## [Prompt A]
Pull out every line of the rows below that contains the string "sleeve". Matching is case-sensitive.

I was wondering if $\sum^\infty_{j=a}{\frac{x^{j+(j+b)}}{j!(j+b)!}}$ converges to some function just like the series expansion of $\exp(x)$.
As for the series, $a$ and $b$ are arbitrary non-negative integers.
$$\sum^\infty_{j=a}{\frac{x^{j+(j+b)}}{j!(j+b)!}}=\frac{x^{a+(a+b)}}{a!(a+b)!}+\frac{x^{(a+1)+(a+b+1)}}{(a+1)!(a+b+1)!}+\frac{x^{(a+2)+(a+b+2)}}{(a+2)!(a+b+2)!}+\cdots$$
You can write your sum as
$$\begin{align*}\sum_{i=0}^{\infty}\frac{x^{(i+a)+(i+b)}}{(i+a)!(i+b)!}&=x^{a+b}\sum_{i=0}^{\infty}\frac{(x^2)^i}{(i+a)!(i+b)!}\\ &=\frac{x^{a+b}}{a!b!}\sum_{i=0}^{\infty}\frac{\frac{(i+0)!}{0!}}{\frac{(i+a)!}{a!}\frac{(i+b)!}{b!}}\frac{(x^2)^i}{i!}\\ &=\frac{x^{a+b}}{a!b!}\cdot{}_1\!F_2(1;a+1,b+1;x^2) \end{align*}$$ Where ${}_1\!F_2$ is the Generalized Hypergeometric Function with 1 parameter of type 1 (numerator), and 2 parameters of type 2 (denominator). This isn't really anything profound, since the definition of that function is not very much different to your sum to begin with.

## [Prompt B]
According to the series question above, what kind of numbers are a and b?

[Named object pointing rows]

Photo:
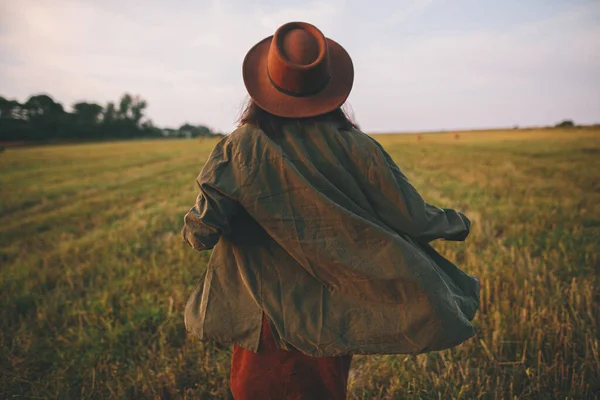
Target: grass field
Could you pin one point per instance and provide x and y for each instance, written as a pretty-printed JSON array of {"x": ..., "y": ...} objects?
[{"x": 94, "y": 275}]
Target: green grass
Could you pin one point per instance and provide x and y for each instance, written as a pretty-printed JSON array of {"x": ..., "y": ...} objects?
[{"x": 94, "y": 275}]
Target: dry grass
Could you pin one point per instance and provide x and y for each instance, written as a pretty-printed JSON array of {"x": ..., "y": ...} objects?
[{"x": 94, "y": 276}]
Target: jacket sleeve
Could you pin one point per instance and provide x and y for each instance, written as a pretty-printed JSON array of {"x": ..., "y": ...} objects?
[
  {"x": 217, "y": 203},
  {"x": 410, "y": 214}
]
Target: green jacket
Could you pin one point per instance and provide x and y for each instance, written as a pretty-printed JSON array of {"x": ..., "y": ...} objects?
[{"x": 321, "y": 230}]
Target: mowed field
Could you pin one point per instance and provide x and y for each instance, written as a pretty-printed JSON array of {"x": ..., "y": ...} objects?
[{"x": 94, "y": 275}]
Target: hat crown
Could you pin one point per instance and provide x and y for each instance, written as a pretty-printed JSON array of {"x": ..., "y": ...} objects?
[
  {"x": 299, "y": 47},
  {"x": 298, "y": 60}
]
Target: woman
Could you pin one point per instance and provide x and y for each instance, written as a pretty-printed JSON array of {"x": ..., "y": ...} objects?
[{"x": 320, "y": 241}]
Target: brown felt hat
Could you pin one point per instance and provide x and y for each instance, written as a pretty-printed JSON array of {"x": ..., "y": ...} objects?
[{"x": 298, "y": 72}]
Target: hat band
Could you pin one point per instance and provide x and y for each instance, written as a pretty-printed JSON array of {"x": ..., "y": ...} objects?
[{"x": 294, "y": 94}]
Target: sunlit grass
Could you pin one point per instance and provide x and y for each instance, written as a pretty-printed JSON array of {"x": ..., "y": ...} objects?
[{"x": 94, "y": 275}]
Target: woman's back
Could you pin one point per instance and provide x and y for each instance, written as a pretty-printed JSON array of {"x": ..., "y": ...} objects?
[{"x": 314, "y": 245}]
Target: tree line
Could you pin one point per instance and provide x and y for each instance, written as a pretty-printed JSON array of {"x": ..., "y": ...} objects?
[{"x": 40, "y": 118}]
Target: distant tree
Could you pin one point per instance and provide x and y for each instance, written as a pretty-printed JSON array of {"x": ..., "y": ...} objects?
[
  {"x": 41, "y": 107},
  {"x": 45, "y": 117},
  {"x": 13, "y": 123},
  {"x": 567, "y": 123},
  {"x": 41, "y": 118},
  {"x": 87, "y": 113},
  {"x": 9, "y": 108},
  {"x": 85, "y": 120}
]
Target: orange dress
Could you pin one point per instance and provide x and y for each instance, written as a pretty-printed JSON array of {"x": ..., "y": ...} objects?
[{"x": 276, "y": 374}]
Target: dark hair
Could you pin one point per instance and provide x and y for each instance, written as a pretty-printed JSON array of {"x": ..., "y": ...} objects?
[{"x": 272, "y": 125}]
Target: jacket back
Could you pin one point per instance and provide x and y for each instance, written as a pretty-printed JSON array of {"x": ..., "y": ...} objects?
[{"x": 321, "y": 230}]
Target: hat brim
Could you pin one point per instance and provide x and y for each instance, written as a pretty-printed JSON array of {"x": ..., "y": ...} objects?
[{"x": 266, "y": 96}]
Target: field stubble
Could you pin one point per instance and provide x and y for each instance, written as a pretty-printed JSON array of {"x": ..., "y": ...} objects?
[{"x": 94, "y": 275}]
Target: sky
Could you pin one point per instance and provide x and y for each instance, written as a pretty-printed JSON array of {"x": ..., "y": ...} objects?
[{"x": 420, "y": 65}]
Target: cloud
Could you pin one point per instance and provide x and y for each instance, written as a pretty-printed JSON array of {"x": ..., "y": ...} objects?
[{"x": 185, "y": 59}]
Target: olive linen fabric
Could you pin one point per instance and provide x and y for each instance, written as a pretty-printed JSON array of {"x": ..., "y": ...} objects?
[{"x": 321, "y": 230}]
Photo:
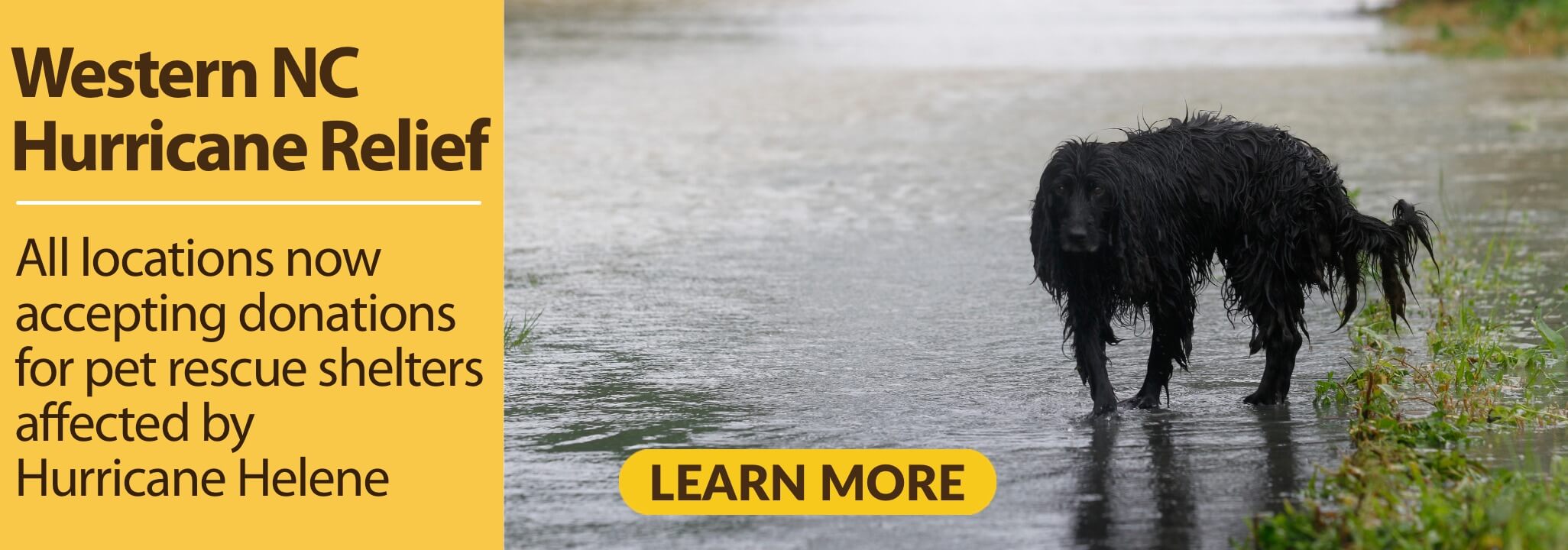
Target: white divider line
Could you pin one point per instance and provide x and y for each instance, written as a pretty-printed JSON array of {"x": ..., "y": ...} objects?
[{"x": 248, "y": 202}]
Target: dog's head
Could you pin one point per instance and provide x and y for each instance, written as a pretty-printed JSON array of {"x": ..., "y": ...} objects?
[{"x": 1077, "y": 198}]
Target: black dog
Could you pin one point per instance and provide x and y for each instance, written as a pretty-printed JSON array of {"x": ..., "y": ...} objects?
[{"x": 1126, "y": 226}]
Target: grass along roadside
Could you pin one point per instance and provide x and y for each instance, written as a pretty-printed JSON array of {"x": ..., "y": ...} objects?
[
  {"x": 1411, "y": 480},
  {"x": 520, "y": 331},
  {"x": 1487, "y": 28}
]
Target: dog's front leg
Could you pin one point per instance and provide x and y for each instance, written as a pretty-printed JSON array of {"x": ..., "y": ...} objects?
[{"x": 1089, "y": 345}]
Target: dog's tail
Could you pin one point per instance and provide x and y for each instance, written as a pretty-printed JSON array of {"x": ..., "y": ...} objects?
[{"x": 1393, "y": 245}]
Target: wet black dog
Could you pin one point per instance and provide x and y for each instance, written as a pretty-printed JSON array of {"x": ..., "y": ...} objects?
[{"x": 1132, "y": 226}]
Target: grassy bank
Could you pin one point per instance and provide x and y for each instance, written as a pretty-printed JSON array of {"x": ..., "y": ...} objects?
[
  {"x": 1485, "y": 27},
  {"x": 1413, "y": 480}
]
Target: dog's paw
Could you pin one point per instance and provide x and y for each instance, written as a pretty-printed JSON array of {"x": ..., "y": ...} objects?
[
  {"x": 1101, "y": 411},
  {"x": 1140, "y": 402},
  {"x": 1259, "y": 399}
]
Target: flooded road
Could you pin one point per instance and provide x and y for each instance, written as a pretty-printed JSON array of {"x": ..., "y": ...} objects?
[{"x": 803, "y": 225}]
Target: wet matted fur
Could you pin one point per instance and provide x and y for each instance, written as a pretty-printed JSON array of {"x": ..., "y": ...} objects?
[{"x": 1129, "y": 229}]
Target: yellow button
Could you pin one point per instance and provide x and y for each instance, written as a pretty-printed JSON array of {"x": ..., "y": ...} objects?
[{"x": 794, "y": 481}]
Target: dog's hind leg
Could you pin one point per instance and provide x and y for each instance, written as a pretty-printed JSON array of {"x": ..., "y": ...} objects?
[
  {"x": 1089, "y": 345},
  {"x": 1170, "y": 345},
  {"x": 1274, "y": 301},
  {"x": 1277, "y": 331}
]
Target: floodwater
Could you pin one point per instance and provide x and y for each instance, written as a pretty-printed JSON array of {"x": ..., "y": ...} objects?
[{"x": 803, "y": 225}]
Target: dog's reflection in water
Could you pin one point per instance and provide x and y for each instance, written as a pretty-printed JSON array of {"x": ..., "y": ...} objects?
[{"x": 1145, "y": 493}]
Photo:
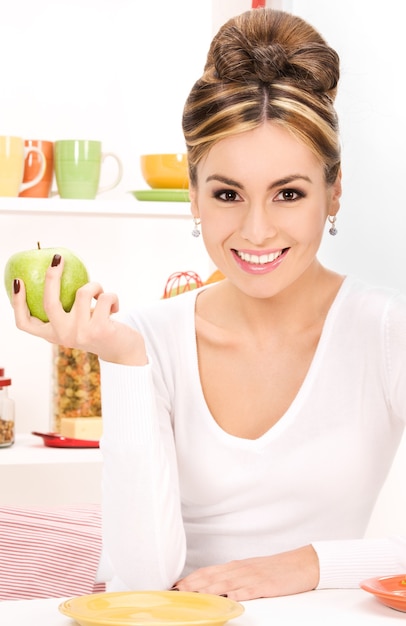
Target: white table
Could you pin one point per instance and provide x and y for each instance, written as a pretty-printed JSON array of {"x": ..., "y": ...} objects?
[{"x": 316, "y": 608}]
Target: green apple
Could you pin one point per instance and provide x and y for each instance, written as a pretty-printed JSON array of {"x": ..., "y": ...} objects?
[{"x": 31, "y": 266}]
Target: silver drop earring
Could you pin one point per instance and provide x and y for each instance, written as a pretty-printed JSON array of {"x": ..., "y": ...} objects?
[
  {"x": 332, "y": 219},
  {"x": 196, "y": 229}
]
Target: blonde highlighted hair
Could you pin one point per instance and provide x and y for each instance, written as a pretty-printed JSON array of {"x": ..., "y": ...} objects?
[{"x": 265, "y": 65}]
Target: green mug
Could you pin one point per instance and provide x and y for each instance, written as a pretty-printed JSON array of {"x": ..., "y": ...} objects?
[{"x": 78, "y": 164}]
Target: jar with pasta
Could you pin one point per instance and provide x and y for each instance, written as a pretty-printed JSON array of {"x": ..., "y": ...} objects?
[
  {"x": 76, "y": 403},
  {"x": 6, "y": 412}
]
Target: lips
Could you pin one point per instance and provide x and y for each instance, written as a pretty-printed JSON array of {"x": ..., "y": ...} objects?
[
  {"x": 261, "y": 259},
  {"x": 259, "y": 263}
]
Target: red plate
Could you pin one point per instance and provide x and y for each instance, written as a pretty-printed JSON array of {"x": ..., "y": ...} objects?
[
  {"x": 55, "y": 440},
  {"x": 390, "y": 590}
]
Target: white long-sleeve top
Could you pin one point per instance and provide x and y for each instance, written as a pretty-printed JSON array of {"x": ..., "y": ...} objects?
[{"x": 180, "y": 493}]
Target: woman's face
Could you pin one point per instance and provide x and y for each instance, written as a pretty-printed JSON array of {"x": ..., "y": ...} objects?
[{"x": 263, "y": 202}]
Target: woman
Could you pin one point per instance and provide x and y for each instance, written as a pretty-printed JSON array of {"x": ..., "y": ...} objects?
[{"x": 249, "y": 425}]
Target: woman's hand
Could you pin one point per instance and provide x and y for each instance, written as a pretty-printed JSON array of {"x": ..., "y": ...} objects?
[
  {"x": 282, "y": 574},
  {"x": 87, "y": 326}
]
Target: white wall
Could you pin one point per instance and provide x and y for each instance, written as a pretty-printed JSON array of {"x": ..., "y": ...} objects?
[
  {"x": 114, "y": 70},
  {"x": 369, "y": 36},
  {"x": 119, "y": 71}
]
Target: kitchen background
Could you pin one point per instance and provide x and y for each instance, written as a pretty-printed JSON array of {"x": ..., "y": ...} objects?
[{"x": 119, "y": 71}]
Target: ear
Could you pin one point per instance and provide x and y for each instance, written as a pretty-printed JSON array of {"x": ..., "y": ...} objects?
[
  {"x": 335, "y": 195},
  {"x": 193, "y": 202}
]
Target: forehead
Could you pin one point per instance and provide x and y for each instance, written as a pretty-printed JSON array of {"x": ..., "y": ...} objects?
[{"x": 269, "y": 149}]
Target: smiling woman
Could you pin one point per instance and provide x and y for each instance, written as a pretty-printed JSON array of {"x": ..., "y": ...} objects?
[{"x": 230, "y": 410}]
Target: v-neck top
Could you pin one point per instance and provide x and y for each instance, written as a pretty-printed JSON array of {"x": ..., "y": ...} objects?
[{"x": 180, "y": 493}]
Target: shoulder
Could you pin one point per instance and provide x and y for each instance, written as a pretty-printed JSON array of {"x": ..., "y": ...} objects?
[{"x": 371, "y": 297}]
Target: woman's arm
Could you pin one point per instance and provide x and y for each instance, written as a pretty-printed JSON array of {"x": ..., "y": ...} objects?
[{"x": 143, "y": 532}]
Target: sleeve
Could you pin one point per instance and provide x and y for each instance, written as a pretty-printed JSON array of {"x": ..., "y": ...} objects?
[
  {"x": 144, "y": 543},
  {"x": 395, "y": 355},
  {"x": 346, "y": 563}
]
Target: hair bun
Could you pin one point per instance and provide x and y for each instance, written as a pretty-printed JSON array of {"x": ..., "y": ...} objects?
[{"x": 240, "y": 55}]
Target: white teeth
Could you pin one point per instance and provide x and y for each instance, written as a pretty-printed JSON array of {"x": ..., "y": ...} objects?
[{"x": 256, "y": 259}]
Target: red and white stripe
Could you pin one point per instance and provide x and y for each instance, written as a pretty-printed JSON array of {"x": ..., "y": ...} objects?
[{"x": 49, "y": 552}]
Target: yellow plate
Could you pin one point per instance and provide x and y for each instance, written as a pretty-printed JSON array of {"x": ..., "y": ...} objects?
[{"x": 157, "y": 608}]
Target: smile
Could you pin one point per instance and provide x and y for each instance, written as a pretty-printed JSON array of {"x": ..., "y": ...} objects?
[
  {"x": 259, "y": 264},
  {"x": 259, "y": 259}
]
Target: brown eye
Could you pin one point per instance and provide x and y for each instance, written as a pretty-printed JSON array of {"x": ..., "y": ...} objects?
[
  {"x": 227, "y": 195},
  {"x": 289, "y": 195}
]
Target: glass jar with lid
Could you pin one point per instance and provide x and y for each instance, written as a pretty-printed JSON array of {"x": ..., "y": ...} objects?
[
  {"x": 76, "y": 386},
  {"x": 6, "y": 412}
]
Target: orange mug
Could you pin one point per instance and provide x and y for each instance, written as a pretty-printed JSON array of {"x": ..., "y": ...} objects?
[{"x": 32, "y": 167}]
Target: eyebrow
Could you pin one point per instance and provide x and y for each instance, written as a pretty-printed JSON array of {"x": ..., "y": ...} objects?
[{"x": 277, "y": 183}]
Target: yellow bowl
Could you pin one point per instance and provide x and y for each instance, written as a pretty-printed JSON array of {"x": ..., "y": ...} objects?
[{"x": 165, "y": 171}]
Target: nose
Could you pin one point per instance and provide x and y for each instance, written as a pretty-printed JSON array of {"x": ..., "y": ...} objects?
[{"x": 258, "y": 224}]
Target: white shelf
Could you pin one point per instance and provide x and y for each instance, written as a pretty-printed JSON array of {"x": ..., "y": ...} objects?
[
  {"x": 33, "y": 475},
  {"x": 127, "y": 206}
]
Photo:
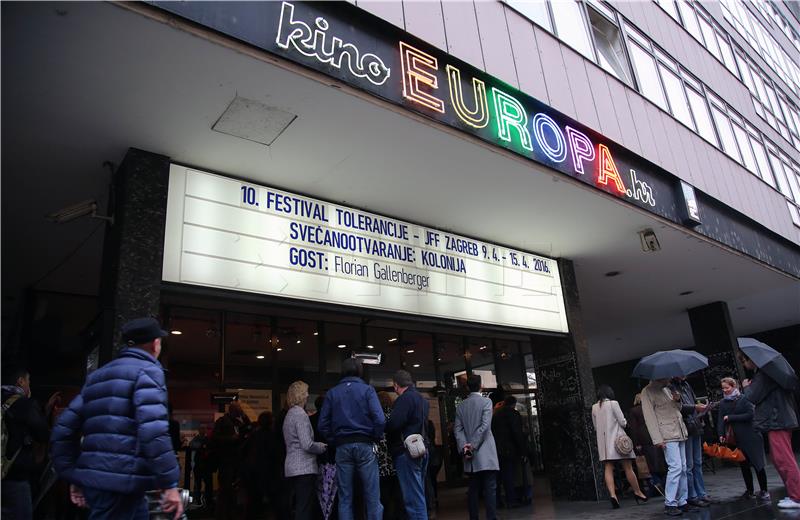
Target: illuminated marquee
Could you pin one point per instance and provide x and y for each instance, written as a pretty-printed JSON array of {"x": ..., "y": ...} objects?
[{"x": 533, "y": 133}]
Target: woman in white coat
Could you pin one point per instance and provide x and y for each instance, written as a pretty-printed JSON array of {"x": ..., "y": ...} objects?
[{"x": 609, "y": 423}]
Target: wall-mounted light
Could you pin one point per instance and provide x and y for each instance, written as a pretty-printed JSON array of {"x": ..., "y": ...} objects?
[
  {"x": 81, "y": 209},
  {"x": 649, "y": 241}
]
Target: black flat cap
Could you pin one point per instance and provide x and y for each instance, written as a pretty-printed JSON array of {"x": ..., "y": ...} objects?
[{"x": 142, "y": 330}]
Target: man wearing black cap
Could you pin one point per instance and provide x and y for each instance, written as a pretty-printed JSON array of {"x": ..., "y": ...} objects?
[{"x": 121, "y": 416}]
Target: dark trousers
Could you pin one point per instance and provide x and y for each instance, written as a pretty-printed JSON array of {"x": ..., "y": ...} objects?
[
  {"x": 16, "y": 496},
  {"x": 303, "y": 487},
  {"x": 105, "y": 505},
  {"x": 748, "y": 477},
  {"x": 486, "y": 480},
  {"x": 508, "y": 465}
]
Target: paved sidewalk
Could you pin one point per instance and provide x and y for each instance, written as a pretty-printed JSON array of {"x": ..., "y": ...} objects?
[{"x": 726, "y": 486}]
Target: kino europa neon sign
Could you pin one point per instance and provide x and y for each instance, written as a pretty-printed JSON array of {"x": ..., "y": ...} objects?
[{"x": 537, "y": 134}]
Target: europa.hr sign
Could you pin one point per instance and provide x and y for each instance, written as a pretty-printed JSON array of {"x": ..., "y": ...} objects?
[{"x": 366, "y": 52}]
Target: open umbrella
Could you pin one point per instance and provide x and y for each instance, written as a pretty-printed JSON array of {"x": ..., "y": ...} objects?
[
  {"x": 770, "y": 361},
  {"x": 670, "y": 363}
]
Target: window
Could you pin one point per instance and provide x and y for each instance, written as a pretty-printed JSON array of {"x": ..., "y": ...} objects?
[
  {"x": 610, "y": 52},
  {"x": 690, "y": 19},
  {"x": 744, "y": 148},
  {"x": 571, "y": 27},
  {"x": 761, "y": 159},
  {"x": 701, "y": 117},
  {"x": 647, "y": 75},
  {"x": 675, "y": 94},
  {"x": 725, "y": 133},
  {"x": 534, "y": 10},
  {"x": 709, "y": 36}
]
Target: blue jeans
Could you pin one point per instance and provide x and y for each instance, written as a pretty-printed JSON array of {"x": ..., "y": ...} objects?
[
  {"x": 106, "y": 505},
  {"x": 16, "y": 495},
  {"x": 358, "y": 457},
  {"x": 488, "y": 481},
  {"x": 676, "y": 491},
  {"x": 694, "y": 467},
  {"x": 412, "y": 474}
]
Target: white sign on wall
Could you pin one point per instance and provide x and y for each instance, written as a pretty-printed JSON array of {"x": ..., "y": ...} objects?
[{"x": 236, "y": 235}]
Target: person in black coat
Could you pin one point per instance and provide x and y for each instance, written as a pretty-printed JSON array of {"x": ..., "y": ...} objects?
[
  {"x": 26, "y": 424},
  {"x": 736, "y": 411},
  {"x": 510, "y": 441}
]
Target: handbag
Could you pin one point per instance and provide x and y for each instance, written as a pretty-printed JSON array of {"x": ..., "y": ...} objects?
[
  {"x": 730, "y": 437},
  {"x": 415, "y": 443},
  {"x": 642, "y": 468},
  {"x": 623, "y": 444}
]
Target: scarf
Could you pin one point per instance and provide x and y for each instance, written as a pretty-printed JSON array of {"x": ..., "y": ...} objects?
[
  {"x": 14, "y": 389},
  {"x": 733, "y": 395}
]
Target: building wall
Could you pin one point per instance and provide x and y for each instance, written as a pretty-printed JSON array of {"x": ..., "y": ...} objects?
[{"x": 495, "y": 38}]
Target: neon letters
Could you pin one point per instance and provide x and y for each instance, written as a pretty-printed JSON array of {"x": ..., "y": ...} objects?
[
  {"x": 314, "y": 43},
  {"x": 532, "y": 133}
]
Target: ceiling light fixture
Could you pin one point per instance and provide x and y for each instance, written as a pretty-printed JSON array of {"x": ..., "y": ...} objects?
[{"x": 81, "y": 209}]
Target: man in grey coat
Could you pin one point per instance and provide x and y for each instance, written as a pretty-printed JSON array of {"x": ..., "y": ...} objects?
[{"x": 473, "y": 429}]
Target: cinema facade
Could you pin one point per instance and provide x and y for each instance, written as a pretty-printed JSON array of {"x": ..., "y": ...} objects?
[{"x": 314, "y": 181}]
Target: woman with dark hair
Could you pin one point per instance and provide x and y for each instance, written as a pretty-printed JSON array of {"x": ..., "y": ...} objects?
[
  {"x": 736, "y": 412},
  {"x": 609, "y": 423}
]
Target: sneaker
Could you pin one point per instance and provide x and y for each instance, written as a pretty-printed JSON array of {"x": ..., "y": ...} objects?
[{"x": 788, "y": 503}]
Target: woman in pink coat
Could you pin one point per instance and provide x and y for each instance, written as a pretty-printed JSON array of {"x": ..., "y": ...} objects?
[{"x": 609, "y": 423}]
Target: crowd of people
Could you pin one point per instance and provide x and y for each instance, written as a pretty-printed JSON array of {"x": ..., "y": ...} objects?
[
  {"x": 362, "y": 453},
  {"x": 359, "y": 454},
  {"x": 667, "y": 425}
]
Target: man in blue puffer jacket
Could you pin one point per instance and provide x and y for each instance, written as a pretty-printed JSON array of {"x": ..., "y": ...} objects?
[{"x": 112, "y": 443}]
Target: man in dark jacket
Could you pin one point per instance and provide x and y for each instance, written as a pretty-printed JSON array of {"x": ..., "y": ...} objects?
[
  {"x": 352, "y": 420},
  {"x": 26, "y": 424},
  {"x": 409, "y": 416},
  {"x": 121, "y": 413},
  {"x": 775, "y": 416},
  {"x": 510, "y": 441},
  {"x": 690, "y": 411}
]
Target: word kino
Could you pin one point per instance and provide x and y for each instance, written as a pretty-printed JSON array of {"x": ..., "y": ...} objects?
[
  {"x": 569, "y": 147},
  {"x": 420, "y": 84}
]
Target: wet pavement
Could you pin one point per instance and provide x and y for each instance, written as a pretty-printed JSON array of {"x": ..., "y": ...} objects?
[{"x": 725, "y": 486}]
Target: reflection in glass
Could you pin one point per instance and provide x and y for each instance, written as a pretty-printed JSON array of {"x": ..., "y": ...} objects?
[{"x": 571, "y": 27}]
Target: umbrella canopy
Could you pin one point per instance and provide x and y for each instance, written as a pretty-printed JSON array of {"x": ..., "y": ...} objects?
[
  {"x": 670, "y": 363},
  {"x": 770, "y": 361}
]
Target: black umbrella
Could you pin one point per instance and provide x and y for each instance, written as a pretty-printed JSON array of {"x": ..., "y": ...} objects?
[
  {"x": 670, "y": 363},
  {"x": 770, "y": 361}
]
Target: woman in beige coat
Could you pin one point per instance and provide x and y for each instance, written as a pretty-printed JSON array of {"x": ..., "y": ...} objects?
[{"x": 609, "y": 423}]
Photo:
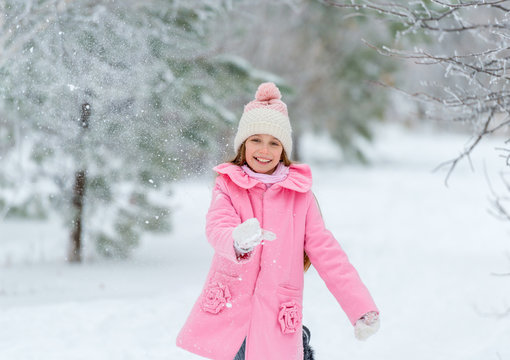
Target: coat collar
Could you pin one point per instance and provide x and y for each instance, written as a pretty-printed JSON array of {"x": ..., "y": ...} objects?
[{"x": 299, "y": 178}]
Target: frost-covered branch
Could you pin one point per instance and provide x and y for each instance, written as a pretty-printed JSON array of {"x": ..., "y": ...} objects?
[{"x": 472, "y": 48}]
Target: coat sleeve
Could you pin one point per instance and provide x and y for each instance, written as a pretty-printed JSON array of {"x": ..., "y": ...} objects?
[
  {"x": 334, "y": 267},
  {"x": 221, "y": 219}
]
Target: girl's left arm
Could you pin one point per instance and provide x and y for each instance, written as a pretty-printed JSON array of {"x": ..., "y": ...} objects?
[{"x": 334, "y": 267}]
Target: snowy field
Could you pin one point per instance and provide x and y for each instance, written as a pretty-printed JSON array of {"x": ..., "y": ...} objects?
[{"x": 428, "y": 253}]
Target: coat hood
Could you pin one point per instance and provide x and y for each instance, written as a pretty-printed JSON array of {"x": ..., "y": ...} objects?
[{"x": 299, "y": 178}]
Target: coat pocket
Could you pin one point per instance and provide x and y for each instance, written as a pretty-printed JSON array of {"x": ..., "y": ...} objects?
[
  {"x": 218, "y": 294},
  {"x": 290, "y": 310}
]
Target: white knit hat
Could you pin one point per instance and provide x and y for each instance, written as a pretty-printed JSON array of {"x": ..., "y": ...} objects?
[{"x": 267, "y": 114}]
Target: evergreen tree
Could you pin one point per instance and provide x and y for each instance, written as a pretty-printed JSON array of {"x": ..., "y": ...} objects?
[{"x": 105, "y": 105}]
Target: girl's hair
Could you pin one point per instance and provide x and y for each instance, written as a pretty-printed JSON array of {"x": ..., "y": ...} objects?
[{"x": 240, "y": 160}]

## [Solution A]
Target: jacket sleeve
Target: white long-sleeve top
Target: sleeve
Target: coat sleeve

## [Solution B]
They are arbitrary non-negative integers.